++++ RECORDS SHOWN ++++

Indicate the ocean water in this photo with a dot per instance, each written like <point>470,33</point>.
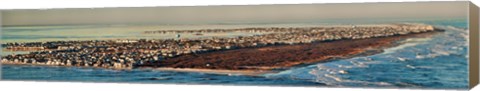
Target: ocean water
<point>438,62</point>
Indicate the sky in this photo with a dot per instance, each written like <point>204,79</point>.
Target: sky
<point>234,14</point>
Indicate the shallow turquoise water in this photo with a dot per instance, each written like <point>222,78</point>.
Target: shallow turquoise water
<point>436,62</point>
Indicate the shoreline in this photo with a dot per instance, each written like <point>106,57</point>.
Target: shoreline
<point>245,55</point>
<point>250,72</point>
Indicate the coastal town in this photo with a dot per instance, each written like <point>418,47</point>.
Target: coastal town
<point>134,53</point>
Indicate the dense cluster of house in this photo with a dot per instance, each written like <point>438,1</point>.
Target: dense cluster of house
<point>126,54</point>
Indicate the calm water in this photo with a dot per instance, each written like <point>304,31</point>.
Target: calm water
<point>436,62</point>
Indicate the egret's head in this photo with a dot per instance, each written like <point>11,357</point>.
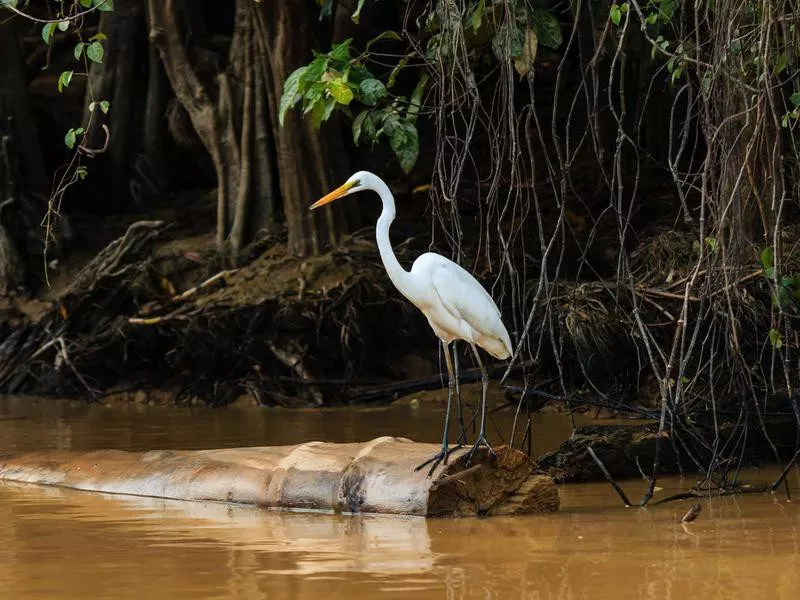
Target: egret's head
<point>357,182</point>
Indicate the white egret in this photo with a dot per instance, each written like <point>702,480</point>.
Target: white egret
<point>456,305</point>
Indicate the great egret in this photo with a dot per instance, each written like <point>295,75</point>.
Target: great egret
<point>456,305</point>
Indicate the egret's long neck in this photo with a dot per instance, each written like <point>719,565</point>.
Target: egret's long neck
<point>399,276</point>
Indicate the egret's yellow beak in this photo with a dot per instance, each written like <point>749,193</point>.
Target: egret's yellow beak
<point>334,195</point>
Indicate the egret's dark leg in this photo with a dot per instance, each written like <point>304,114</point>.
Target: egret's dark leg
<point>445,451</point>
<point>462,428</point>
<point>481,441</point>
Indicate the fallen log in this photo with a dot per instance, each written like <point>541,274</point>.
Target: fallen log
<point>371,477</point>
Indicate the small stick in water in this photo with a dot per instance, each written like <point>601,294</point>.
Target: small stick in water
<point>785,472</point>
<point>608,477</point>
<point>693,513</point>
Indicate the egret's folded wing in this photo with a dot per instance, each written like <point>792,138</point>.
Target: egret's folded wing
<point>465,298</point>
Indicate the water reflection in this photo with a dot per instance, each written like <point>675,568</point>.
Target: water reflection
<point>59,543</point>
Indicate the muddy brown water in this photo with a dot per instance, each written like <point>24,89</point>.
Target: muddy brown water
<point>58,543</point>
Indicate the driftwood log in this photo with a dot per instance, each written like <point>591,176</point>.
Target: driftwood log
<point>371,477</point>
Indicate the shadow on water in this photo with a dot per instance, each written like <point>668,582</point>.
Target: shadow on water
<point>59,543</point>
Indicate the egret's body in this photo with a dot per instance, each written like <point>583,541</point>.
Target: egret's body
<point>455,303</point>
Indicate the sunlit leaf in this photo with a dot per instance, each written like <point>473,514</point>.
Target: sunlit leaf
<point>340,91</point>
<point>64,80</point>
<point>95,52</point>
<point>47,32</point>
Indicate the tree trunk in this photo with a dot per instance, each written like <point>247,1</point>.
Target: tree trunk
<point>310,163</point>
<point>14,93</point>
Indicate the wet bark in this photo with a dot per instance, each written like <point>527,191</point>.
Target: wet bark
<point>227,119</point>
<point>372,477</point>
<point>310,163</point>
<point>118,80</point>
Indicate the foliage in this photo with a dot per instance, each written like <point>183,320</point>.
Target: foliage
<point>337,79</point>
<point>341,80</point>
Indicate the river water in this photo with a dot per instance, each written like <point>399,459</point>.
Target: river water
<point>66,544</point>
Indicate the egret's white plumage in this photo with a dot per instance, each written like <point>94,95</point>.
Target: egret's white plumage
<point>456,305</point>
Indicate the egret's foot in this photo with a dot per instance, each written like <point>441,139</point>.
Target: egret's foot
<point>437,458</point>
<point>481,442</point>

++++

WHAT YOU HAVE TO DO:
Working from the records above, write out verbatim only the lines from the line containing "Indicate the egret's dark" through the line containing "Indicate the muddy".

SOLUTION TO THIS TASK:
Indicate the egret's dark leg in this photo with a dot per instance, each written like <point>304,114</point>.
Target: egret's dark leg
<point>445,451</point>
<point>462,428</point>
<point>481,441</point>
Indicate the fallen log in this photo with a dot per instance, each written like <point>541,274</point>.
Target: fallen log
<point>371,477</point>
Indicate the small stick in water in this photo with a dot per instance, each written like <point>601,294</point>.
Target: small stick in water
<point>785,472</point>
<point>608,477</point>
<point>693,513</point>
Indicate the egret's folded wing in this photo with a dot per instance, each written like <point>792,138</point>.
Target: egret's folded wing
<point>465,298</point>
Indicate the water reflection in this photo with a dot per instance, each written like <point>675,568</point>.
Target: water reflection
<point>59,543</point>
Indicate the muddy brown water in this photo with a dot per instance, each written like <point>24,89</point>.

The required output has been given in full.